(Recorded information)
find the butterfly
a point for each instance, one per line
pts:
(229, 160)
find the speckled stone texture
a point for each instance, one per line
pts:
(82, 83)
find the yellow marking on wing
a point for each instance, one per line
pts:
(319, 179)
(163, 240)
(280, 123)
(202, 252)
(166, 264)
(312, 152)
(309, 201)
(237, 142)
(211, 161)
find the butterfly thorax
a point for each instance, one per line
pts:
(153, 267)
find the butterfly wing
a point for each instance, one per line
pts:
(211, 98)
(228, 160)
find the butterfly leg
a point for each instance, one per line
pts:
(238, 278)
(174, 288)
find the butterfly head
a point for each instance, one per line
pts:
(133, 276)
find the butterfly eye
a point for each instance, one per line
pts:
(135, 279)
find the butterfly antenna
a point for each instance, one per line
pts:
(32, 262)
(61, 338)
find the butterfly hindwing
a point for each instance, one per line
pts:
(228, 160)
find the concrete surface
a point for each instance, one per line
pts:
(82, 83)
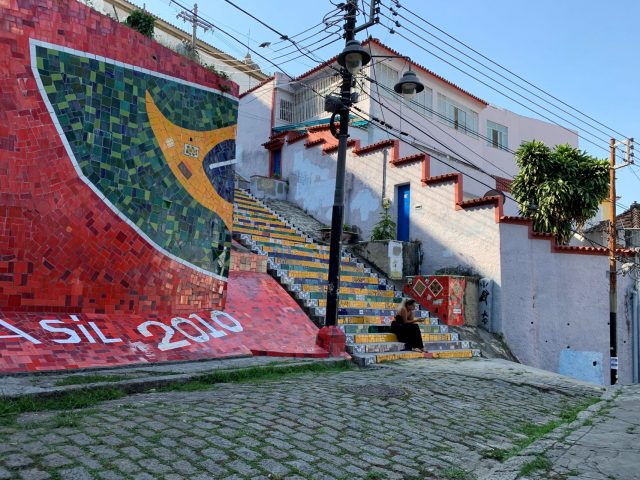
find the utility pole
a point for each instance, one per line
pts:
(613, 242)
(337, 214)
(613, 280)
(195, 21)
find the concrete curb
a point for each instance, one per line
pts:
(153, 381)
(509, 469)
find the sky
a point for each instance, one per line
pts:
(583, 52)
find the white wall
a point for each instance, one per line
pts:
(554, 302)
(172, 35)
(254, 129)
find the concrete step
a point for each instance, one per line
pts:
(381, 320)
(364, 328)
(289, 235)
(367, 359)
(292, 258)
(311, 266)
(358, 338)
(430, 347)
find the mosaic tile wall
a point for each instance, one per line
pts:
(442, 295)
(116, 193)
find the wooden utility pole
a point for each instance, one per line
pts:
(191, 16)
(613, 289)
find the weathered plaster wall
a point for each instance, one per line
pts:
(554, 302)
(116, 188)
(254, 128)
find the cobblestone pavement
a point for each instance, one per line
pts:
(419, 419)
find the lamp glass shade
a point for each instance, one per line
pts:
(408, 90)
(408, 85)
(353, 62)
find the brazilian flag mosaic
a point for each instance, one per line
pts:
(160, 150)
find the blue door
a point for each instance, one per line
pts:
(276, 165)
(404, 201)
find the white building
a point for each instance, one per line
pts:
(456, 128)
(243, 72)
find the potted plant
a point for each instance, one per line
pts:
(350, 233)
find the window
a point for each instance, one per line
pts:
(422, 102)
(387, 77)
(503, 184)
(457, 116)
(276, 164)
(286, 110)
(497, 135)
(308, 103)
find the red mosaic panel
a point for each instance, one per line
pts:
(274, 323)
(442, 295)
(78, 286)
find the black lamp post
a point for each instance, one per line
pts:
(351, 59)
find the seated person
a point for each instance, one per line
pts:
(406, 327)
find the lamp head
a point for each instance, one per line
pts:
(408, 85)
(353, 57)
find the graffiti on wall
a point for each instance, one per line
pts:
(442, 295)
(158, 151)
(116, 187)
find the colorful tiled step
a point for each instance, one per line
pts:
(365, 328)
(391, 337)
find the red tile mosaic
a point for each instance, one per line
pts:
(274, 324)
(442, 295)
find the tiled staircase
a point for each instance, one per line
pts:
(367, 303)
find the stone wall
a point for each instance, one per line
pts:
(116, 187)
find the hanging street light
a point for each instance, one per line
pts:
(352, 58)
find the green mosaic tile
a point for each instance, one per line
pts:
(101, 109)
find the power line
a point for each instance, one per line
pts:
(496, 89)
(507, 70)
(397, 13)
(418, 148)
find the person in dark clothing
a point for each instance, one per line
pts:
(406, 326)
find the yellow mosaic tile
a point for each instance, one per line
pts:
(452, 354)
(188, 169)
(387, 357)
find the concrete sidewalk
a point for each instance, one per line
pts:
(422, 419)
(138, 378)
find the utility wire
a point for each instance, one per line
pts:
(496, 89)
(449, 165)
(397, 13)
(509, 71)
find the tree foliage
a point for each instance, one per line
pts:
(142, 22)
(559, 189)
(385, 229)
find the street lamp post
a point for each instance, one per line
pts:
(351, 60)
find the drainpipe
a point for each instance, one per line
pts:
(635, 304)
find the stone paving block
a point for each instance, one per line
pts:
(77, 473)
(196, 443)
(34, 474)
(144, 476)
(214, 468)
(110, 475)
(273, 467)
(17, 460)
(55, 460)
(184, 467)
(104, 452)
(154, 466)
(241, 467)
(215, 454)
(125, 465)
(133, 453)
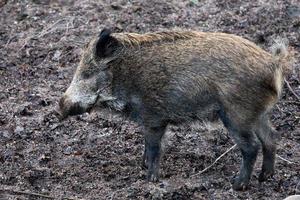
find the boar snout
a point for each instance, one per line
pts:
(67, 107)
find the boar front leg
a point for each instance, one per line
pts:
(152, 153)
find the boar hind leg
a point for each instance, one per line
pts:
(247, 143)
(268, 138)
(152, 153)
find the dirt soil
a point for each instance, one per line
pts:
(98, 155)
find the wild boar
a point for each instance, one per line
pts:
(178, 76)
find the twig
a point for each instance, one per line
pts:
(32, 194)
(291, 102)
(281, 158)
(27, 193)
(221, 156)
(291, 89)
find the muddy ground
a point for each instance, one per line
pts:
(98, 155)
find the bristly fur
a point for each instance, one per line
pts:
(135, 39)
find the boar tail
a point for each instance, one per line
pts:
(283, 60)
(282, 56)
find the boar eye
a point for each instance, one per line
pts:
(86, 74)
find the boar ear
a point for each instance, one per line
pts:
(106, 44)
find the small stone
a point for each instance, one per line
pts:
(End Recorded information)
> Try it
Would you set down every line of the data above exactly, skipping the pictures?

> Output for this task
find the butterfly
a point for each instance, one per line
pts:
(229, 160)
find the speckled stone texture
a point for each instance, one per line
pts:
(82, 83)
find the yellow marking on wing
a point for each instance, one per line
pts:
(319, 179)
(163, 240)
(280, 123)
(202, 252)
(166, 264)
(312, 152)
(309, 201)
(237, 142)
(211, 161)
find the butterfly thorax
a point for each instance, one per line
pts:
(153, 267)
find the butterfly wing
a point for each instance, one per line
pts:
(211, 98)
(228, 160)
find the butterfly leg
a point for each instance, one per line
pts:
(238, 278)
(174, 288)
find the butterfly head
a point for each instance, one per line
pts:
(133, 276)
find the butterfly eye
a point for each instance, one per line
pts:
(135, 279)
find the butterfly antenna
a point for each instance, one per line
pts:
(32, 262)
(61, 338)
find the butterfly hindwing
a point for each instance, one per line
pts:
(228, 160)
find the concrete surface
a point for each instance, one per line
pts:
(82, 83)
find the utility pole
a point for each instance, one per line
pts:
(613, 242)
(337, 214)
(613, 280)
(195, 21)
find the concrete curb
a point for each instance, one per line
pts:
(153, 381)
(509, 469)
find the sky
a point for each instance, one per line
pts:
(583, 52)
find the white wall
a point for each instance, one per line
pts:
(554, 302)
(172, 35)
(254, 129)
find the concrete step
a point for each instance, one per line
pts:
(381, 320)
(364, 328)
(289, 235)
(367, 359)
(292, 258)
(311, 266)
(358, 338)
(430, 347)
find the mosaic tile wall
a point for each instance, one per line
pts:
(442, 295)
(116, 193)
find the wooden utility pole
a point for each instance, one per line
pts:
(191, 16)
(613, 289)
find the weathered plaster wall
a point for each instance, one per line
pts:
(554, 302)
(116, 188)
(254, 128)
find the cobblestone pavement
a point for each instance, one per line
pts:
(419, 419)
find the lamp glass shade
a point for each instance, one per line
pts:
(408, 90)
(408, 85)
(353, 62)
find the brazilian flag mosaic
a point for each instance, one per line
pts:
(160, 150)
find the blue door
a point for each instance, one per line
pts:
(276, 165)
(404, 201)
find the white building
a point for each instance, one per line
pts:
(456, 128)
(243, 72)
find the potted plant
a point for each instance, one per line
pts:
(350, 233)
find the window
a point for each instance, one per line
pts:
(422, 102)
(387, 77)
(503, 184)
(457, 116)
(276, 164)
(286, 110)
(497, 135)
(308, 103)
find the red mosaic panel
a point for each instance, one per line
pts:
(274, 323)
(442, 295)
(78, 286)
find the black lamp post
a point for each instance, one per line
pts:
(351, 59)
find the seated person
a point for each instance, one per line
pts:
(406, 327)
find the lamp head
a point for each instance, one per line
pts:
(408, 85)
(353, 57)
find the graffiti on wall
a point for each instance, one per line
pts:
(442, 295)
(158, 151)
(116, 187)
find the colorful tiled step
a point for each instance, one per line
pts:
(365, 328)
(391, 337)
find the red tile mosaic
a point for each instance, one per line
pts:
(274, 324)
(442, 295)
find the tiled staircase
a point for each instance, one per line
pts:
(367, 303)
find the stone wall
a point for each instance, one per line
pts:
(116, 187)
find the hanging street light
a point for each instance, one per line
pts:
(352, 58)
find the green mosaic tile
a point for each instance, one per line
pts:
(101, 109)
find the power line
a point for each instance, one per line
pts:
(496, 89)
(507, 70)
(397, 13)
(418, 148)
find the person in dark clothing
a point for each instance, one per line
pts:
(406, 326)
find the yellow mosaic tile
a point for each instance, one per line
pts:
(452, 354)
(188, 169)
(387, 357)
find the concrete sidewalk
a point for each instance, one per line
pts:
(422, 419)
(138, 378)
find the utility wire
a point for each instance, one per line
pts:
(496, 89)
(449, 165)
(397, 13)
(509, 71)
find the tree foliage
a point for each instance, one per line
pts:
(142, 22)
(559, 189)
(385, 229)
find the street lamp post
a point for each instance, one per line
pts:
(351, 60)
find the drainpipe
a point for each instance, one per line
pts:
(635, 304)
find the stone paving block
a point for each instance, one per line
pts:
(77, 473)
(196, 443)
(34, 474)
(144, 476)
(214, 468)
(110, 475)
(273, 467)
(17, 460)
(55, 460)
(184, 467)
(104, 452)
(154, 466)
(241, 467)
(215, 454)
(125, 465)
(133, 453)
find the boar snout
a point for each instance, one per line
pts:
(67, 107)
find the boar front leg
a point for each instance, one per line
pts:
(152, 153)
find the boar hind leg
a point for each instance, one per line
pts:
(247, 143)
(268, 138)
(152, 153)
find the dirt soil
a point for each instance, one per line
pts:
(98, 155)
find the wild boar
a point for each instance, one per line
pts:
(178, 76)
find the twig
a point for each instance, one per line
pts:
(32, 194)
(291, 102)
(281, 158)
(27, 193)
(221, 156)
(291, 89)
find the muddy ground
a point for each instance, one per line
pts:
(98, 155)
find the bristly fur
a point for each instance, one per line
pts:
(135, 39)
find the boar tail
a point for each instance, one per line
pts:
(283, 60)
(282, 56)
find the boar eye
a point for each instance, one per line
pts:
(86, 74)
find the boar ear
a point for each instance, one per line
pts:
(106, 44)
find the small stone
a point for each instance, one per line
pts:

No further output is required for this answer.